[begin Selection]
Re: Storage node refurbishing, a "freeze" OSD feature would be nice

Christian Balzer <chibi@xxxxxxx> · Tue, 1 Sep 2015 08:48:59 +0900

Hello,

On Mon, 31 Aug 2015 22:44:05 +0000 Stillwell, Bryan wrote:

> We have the following in our ceph.conf to bring in new OSDs with a weight
> of 0:
> 
> [osd]
> osd_crush_initial_weight = 0
> 
> 
> We then set 'nobackfill' and bring in each OSD at full weight one at a
> time (letting things settle down before bring in the next OSD).  Once all
> the OSDs are brought in we unset 'nobackfill' and let ceph take care of
> the rest.  This seems to work pretty well for us.
> 
That looks interesting, will give it a spin on my test cluster.

One thing the "letting things settle down" reminded me of is that adding
OSDs and especially a new node will cause (potentially significant) data
movement resulting from CRUSH map changes, something to keep in mind when
scheduling even those "harmless" first steps.

Christian

> Bryan
> 
> On 8/31/15, 4:08 PM, "ceph-users on behalf of Wang, Warren"
> <ceph-users-bounces@xxxxxxxxxxxxxx on behalf of
> Warren_Wang@xxxxxxxxxxxxxxxxx> wrote:
> 
> >When we know we need to off a node, we weight it down over time.
> >Depending on your cluster, you may need to do this over days or hours.
> >
> >In theory, you could do the same when putting OSDs in, by setting noin,
> >and then setting weight to something very low, and going up over time. I
> >haven¹t tried this though.
> >
> >--
> >Warren Wang
> >Comcast Cloud (OpenStack)
> >
> >
> >
> >On 8/31/15, 2:57 AM, "ceph-users on behalf of Udo Lembke"
> ><ceph-users-bounces@xxxxxxxxxxxxxx on behalf of ulembke@xxxxxxxxxxxx>
> >wrote:
> >
> >>Hi Christian,
> >>for my setup "b" takes too long - too much data movement and stress to
> >>all nodes.
> >>I have simply (with replica 3) "set noout", reinstall one node (with
> >>new filesystem on the OSDs, but leave them in the
> >>crushmap) and start all OSDs (at friday night) - takes app. less than
> >>one day for rebuild (11*4TB 1*8TB).
> >>Do also stress the other nodes, but less than with weigting to zero.
> >>
> >>Udo
> >>
> >>On 31.08.2015 06:07, Christian Balzer wrote:
> >>>
> >>> Hello,
> >>>
> >>> I'm about to add another storage node to small firefly cluster here
> >>> and refurbish 2 existing nodes (more RAM, different OSD disks).
> >>>
> >>> Insert rant about not going to start using ceph-deploy as I would
> >>> have
> >>>to
> >>> set the cluster to no-in since "prepare" also activates things due to
> >>>the
> >>> udev magic...
> >>>
> >>> This cluster is quite at the limits of its IOPS capacity (the HW was
> >>> requested ages ago, but the mills here grind slowly and not
> >>> particular fine either), so the plan is to:
> >>>
> >>> a) phase in the new node (lets call it C), one OSD at a time (in the
> >>>dead
> >>> of night)
[end Selection]
[begin Raw data]
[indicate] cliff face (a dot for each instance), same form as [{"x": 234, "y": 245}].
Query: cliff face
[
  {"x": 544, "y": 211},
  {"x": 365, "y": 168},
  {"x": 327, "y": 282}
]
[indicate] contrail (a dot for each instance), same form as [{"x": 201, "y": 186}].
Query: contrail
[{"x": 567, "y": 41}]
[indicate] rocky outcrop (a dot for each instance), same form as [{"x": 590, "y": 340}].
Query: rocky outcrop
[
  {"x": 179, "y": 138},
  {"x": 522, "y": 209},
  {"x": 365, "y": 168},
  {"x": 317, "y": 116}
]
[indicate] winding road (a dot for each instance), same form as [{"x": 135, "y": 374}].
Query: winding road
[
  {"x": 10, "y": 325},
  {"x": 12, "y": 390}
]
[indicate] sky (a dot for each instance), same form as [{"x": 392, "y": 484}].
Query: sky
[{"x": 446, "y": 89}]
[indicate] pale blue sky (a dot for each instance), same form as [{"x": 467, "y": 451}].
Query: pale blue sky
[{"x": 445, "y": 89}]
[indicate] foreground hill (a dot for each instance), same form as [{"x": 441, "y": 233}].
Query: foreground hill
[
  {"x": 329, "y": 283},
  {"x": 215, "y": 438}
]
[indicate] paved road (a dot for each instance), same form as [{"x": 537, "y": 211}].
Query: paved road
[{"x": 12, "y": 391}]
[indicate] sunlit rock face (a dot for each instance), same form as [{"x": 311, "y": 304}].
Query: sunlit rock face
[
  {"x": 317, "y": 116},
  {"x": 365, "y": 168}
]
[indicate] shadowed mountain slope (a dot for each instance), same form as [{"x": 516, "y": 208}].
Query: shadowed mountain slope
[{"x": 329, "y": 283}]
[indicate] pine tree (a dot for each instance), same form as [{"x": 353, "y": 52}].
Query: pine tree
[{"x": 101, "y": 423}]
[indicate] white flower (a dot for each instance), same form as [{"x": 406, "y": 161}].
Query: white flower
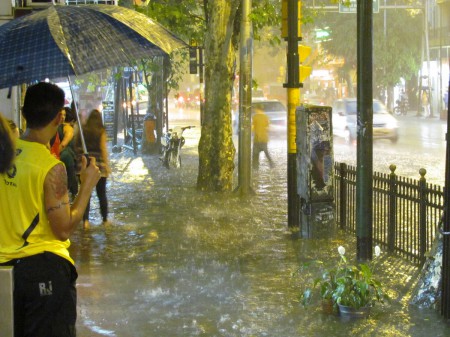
[{"x": 377, "y": 251}]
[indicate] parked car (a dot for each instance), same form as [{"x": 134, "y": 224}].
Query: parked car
[{"x": 385, "y": 125}]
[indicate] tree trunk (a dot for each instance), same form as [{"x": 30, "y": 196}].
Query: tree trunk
[{"x": 216, "y": 148}]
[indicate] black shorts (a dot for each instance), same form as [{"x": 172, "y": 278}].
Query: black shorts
[{"x": 45, "y": 296}]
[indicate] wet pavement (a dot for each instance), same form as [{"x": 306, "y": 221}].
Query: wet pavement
[{"x": 178, "y": 262}]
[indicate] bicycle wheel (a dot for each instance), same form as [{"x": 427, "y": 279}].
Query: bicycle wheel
[{"x": 174, "y": 159}]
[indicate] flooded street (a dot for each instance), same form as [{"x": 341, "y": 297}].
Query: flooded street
[{"x": 178, "y": 262}]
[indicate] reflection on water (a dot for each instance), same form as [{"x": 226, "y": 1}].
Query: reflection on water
[{"x": 178, "y": 262}]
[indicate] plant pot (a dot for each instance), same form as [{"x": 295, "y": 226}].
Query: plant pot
[
  {"x": 327, "y": 306},
  {"x": 350, "y": 312}
]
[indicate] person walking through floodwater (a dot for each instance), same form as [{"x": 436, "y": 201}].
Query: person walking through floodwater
[
  {"x": 37, "y": 220},
  {"x": 95, "y": 137},
  {"x": 260, "y": 127}
]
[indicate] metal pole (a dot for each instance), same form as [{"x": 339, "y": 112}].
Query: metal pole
[
  {"x": 133, "y": 128},
  {"x": 445, "y": 302},
  {"x": 292, "y": 85},
  {"x": 245, "y": 101},
  {"x": 364, "y": 156}
]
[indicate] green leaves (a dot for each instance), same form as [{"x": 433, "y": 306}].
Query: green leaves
[{"x": 347, "y": 284}]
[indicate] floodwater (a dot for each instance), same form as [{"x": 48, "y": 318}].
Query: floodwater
[{"x": 178, "y": 262}]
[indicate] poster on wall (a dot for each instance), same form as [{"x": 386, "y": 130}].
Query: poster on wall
[
  {"x": 315, "y": 153},
  {"x": 108, "y": 118}
]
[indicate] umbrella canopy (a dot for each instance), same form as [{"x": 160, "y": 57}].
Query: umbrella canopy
[{"x": 73, "y": 40}]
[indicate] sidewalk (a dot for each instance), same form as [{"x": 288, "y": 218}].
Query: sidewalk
[{"x": 179, "y": 262}]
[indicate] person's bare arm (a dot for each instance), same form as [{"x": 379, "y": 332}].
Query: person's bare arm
[{"x": 62, "y": 217}]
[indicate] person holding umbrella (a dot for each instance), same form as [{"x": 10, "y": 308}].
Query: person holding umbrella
[{"x": 37, "y": 220}]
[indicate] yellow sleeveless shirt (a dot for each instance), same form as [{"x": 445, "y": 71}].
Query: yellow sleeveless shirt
[{"x": 24, "y": 227}]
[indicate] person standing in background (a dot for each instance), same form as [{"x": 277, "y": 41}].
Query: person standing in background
[
  {"x": 426, "y": 104},
  {"x": 260, "y": 126},
  {"x": 7, "y": 146},
  {"x": 67, "y": 151},
  {"x": 96, "y": 144}
]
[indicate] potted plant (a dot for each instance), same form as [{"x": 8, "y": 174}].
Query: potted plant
[{"x": 353, "y": 289}]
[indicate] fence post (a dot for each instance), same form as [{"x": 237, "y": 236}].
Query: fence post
[
  {"x": 392, "y": 208},
  {"x": 422, "y": 215},
  {"x": 343, "y": 195}
]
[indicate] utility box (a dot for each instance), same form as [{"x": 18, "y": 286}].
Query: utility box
[{"x": 315, "y": 170}]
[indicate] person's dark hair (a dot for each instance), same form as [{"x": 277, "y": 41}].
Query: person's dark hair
[
  {"x": 7, "y": 146},
  {"x": 70, "y": 115},
  {"x": 43, "y": 101}
]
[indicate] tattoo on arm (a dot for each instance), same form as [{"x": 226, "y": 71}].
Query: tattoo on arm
[{"x": 57, "y": 207}]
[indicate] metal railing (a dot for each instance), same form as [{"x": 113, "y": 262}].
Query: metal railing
[{"x": 405, "y": 211}]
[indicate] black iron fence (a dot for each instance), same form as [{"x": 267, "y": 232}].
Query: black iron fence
[{"x": 405, "y": 211}]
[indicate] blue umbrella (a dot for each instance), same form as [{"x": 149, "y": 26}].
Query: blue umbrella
[{"x": 73, "y": 40}]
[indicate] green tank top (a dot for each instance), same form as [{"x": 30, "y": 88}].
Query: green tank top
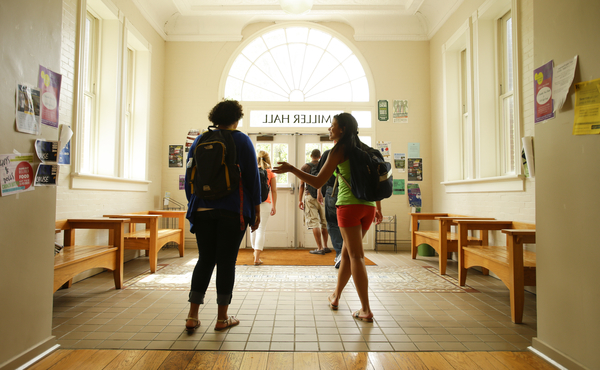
[{"x": 345, "y": 196}]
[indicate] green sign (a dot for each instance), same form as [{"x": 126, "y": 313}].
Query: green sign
[{"x": 382, "y": 108}]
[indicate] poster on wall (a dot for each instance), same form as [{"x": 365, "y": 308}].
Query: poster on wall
[
  {"x": 415, "y": 169},
  {"x": 175, "y": 155},
  {"x": 400, "y": 161},
  {"x": 542, "y": 88},
  {"x": 398, "y": 187},
  {"x": 189, "y": 140},
  {"x": 16, "y": 173},
  {"x": 400, "y": 111},
  {"x": 587, "y": 108},
  {"x": 28, "y": 109},
  {"x": 383, "y": 110},
  {"x": 49, "y": 84}
]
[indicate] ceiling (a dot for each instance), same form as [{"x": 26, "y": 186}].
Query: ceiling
[{"x": 224, "y": 20}]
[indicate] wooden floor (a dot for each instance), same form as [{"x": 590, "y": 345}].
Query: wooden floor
[{"x": 90, "y": 359}]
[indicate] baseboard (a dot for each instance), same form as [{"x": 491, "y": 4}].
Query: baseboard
[
  {"x": 553, "y": 355},
  {"x": 33, "y": 354}
]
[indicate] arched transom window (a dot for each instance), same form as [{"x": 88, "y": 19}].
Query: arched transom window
[{"x": 297, "y": 64}]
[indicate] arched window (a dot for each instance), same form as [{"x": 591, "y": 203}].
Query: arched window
[{"x": 297, "y": 64}]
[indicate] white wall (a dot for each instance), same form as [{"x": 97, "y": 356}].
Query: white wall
[
  {"x": 568, "y": 205},
  {"x": 400, "y": 71},
  {"x": 30, "y": 37}
]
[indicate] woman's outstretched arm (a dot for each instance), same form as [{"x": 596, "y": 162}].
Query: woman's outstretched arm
[{"x": 335, "y": 157}]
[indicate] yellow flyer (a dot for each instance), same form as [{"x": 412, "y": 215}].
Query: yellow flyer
[{"x": 587, "y": 108}]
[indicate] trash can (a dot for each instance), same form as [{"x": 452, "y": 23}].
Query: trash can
[{"x": 425, "y": 250}]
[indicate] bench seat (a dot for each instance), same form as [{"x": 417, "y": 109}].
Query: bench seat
[
  {"x": 75, "y": 259},
  {"x": 513, "y": 265}
]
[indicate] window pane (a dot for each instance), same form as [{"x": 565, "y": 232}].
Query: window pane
[
  {"x": 233, "y": 88},
  {"x": 240, "y": 67},
  {"x": 303, "y": 62},
  {"x": 308, "y": 148},
  {"x": 339, "y": 50},
  {"x": 509, "y": 55},
  {"x": 280, "y": 154},
  {"x": 509, "y": 135},
  {"x": 254, "y": 49},
  {"x": 267, "y": 65},
  {"x": 323, "y": 69},
  {"x": 257, "y": 77},
  {"x": 313, "y": 56},
  {"x": 282, "y": 56}
]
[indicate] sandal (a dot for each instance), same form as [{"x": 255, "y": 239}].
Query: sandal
[
  {"x": 356, "y": 314},
  {"x": 331, "y": 305},
  {"x": 190, "y": 329},
  {"x": 230, "y": 321}
]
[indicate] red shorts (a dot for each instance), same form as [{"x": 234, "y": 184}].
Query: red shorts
[{"x": 356, "y": 214}]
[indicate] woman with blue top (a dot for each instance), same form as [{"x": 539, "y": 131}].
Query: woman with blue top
[
  {"x": 354, "y": 215},
  {"x": 216, "y": 223}
]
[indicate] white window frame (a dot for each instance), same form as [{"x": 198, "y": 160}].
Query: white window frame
[
  {"x": 348, "y": 106},
  {"x": 110, "y": 105},
  {"x": 476, "y": 150}
]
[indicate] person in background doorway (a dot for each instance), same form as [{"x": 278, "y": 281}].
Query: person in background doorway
[
  {"x": 218, "y": 224},
  {"x": 329, "y": 200},
  {"x": 354, "y": 215},
  {"x": 314, "y": 212},
  {"x": 267, "y": 208}
]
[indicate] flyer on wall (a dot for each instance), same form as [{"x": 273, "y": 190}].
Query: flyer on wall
[
  {"x": 28, "y": 109},
  {"x": 17, "y": 173},
  {"x": 49, "y": 84},
  {"x": 400, "y": 111},
  {"x": 542, "y": 88}
]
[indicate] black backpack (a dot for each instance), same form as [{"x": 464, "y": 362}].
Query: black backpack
[
  {"x": 264, "y": 184},
  {"x": 214, "y": 171},
  {"x": 314, "y": 170},
  {"x": 371, "y": 176}
]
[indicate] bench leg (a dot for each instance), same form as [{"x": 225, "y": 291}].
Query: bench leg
[
  {"x": 118, "y": 275},
  {"x": 517, "y": 303}
]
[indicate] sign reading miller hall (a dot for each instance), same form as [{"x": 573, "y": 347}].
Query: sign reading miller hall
[{"x": 262, "y": 118}]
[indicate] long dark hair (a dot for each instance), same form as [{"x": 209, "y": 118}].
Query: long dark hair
[{"x": 349, "y": 138}]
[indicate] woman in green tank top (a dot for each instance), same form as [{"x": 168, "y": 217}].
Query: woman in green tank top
[{"x": 354, "y": 215}]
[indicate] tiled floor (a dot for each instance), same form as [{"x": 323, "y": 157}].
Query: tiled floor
[{"x": 92, "y": 314}]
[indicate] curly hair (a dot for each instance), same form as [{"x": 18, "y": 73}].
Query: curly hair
[
  {"x": 264, "y": 160},
  {"x": 226, "y": 113},
  {"x": 349, "y": 138}
]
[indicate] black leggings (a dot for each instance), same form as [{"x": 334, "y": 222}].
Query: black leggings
[{"x": 219, "y": 236}]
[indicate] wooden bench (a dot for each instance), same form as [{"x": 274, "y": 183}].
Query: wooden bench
[
  {"x": 75, "y": 259},
  {"x": 442, "y": 240},
  {"x": 152, "y": 238},
  {"x": 513, "y": 265}
]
[end Raw data]
__Tasks to carry out__
(a) Please print the part of the Ceph thread from "On Mon, 31 Aug" up to and including "well for us.".
(b) Name every person who wrote one of the messages in the Ceph thread.

__Answers given__
(a)
On Mon, 31 Aug 2015 22:44:05 +0000 Stillwell, Bryan wrote:

> We have the following in our ceph.conf to bring in new OSDs with a weight
> of 0:
> 
> [osd]
> osd_crush_initial_weight = 0
> 
> 
> We then set 'nobackfill' and bring in each OSD at full weight one at a
> time (letting things settle down before bring in the next OSD).  Once all
> the OSDs are brought in we unset 'nobackfill' and let ceph take care of
> the rest.  This seems to work pretty well for us.

(b)
Christian Balzer
Bryan Stillwell
Warren Wang
Udo Lembke